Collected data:
= = = = = = =

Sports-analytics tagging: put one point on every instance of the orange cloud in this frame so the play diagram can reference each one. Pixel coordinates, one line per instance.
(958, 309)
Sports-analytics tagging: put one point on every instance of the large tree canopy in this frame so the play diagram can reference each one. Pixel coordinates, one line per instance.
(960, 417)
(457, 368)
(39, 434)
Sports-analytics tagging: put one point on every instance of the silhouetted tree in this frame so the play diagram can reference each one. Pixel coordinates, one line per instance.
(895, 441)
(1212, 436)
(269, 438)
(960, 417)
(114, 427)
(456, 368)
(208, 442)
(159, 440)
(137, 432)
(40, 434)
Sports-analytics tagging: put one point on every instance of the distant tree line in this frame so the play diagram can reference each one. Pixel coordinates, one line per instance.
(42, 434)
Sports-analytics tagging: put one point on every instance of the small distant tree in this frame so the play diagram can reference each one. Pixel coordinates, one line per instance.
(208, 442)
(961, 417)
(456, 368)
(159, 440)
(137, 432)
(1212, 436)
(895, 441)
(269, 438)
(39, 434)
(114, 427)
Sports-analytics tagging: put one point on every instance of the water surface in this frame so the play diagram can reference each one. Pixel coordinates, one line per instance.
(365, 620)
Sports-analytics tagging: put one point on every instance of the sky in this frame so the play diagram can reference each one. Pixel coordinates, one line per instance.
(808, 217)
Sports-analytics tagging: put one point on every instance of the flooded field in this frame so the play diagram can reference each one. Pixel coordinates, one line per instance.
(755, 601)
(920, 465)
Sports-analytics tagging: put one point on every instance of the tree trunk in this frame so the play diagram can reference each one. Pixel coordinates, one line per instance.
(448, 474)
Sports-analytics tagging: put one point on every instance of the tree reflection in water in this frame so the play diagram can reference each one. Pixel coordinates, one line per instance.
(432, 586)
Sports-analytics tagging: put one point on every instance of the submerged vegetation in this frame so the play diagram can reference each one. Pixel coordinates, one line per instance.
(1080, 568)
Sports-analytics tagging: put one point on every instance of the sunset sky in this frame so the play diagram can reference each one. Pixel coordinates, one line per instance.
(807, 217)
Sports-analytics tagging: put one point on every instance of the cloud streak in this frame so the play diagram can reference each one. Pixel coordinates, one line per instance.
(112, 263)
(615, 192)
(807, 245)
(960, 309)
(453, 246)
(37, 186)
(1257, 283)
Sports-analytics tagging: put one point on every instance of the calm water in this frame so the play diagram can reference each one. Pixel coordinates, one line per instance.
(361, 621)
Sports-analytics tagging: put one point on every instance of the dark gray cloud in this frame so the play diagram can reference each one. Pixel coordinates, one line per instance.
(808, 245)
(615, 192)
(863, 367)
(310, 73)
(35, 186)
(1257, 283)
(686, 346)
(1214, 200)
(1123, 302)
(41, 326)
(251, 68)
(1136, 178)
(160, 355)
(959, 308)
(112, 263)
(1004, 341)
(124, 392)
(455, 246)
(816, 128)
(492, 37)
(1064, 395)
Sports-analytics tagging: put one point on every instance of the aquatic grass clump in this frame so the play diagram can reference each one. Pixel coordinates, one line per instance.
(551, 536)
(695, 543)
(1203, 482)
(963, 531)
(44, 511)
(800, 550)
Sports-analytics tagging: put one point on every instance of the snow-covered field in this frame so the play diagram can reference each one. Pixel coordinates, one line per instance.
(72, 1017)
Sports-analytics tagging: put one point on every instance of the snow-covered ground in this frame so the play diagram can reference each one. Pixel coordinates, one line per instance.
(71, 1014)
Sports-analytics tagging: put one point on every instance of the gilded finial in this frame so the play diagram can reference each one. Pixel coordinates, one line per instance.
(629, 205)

= = = = = = =

### Work instructions
Copy out every record above once more, precisely as written.

### Answer for this exercise
Sports-analytics tagging: put one point on every instance of the orange cloud in this frame so the play diagram can reference each one. Pixel coordinates, one line per instance.
(958, 309)
Sports-analytics tagging: put one point on every instance of the large tree canopy in this frame so the play diagram can reference each one. Pixel coordinates, one line per instance.
(960, 417)
(457, 368)
(39, 434)
Sports-analytics tagging: put one point on every instance of the silhouetted tree in this frame so the play diagram can reference each one. Pixel coordinates, one line per instance.
(895, 441)
(1212, 436)
(269, 438)
(960, 417)
(114, 427)
(456, 368)
(208, 442)
(159, 440)
(137, 432)
(40, 434)
Sports-analytics tagging: put one point on every instance of the distant tree line in this frame so the play diagram can reference each one. Pixel coordinates, one line per instance.
(42, 434)
Sports-analytics tagging: put one point on every instance of the small distant tree in this frame so the play diagram can reference each one. Pixel coordinates, one line per instance.
(208, 442)
(961, 417)
(456, 368)
(159, 440)
(137, 432)
(1212, 436)
(895, 441)
(269, 438)
(39, 434)
(114, 427)
Sports-analytics tagging: put one point on every instance of the water surface in this frame so the play diagram can reference each one. Pixel coordinates, one line per instance.
(365, 620)
Sports-analytics tagging: put one point on every instance of the sky in this frame so the play diagram can reference each one. Pixel coordinates, one line per instance.
(808, 217)
Sports-analytics tagging: put one point on every instance of the flooded field in this frame so the play diagram can reference each one. Pixel coordinates, one line per instance.
(755, 601)
(920, 465)
Sports-analytics tagging: put one point on every instance of the tree trunk in this frame so the play diagram can reference each one. Pixel coordinates, one line per instance.
(448, 474)
Sports-analytics tagging: put one point on every instance of the tree reflection in water in this frame so the play diagram can reference each one. Pixel coordinates, one line per instance.
(432, 586)
Sports-analytics tagging: put one point on every instance of the submerged vegetation in this frame so the play diagram can reference each one. Pixel coordinates, one line per instance.
(1080, 568)
Sports-analytics tagging: put one point on every instance of the sunset sky in this frame so the play diagram can reference each one. Pixel coordinates, one line per instance.
(807, 217)
Sports-analytics tagging: put one point on every instance of the cloud streak in this frame so the play diagram can reference each one. Pixel coordinates, one line per instance.
(112, 263)
(615, 192)
(807, 245)
(960, 309)
(453, 246)
(37, 186)
(1257, 283)
Sports-analytics tagging: put one point on every instance of the calm water in this frame so the play diagram can reference each one. Pixel coordinates, one line per instance.
(361, 621)
Sports-analytics tagging: put one point on every instance of the dark gray cloud in this frame so the play diagram can reference each one. Pixel coordinates, one line per instance.
(808, 245)
(615, 192)
(863, 367)
(310, 73)
(35, 186)
(1257, 283)
(686, 346)
(1214, 200)
(1123, 302)
(41, 326)
(251, 68)
(1136, 178)
(160, 355)
(959, 308)
(112, 263)
(1004, 341)
(124, 392)
(455, 246)
(816, 128)
(492, 37)
(1064, 395)
Sports-analytics tagging: put one point on every instance of the aquatic grass clump in this frame so the play diagram can reference each one. Pixel coordinates, one line per instance.
(551, 536)
(695, 543)
(1203, 482)
(963, 531)
(44, 511)
(800, 550)
Sports-analytics tagging: put one point on every instance of the snow-covered field in this frame so the play diagram can reference each one. Pixel coordinates, one line per instance.
(72, 1017)
Sports-analytics tagging: put one point on every instance of the snow-covered ground in this frame so the play diagram can reference each one. Pixel coordinates, one line per instance.
(71, 1014)
Sports-analytics tagging: put one point on every instance of the gilded finial in this frame so the play diagram can reference each one. Pixel coordinates, one line per instance.
(629, 205)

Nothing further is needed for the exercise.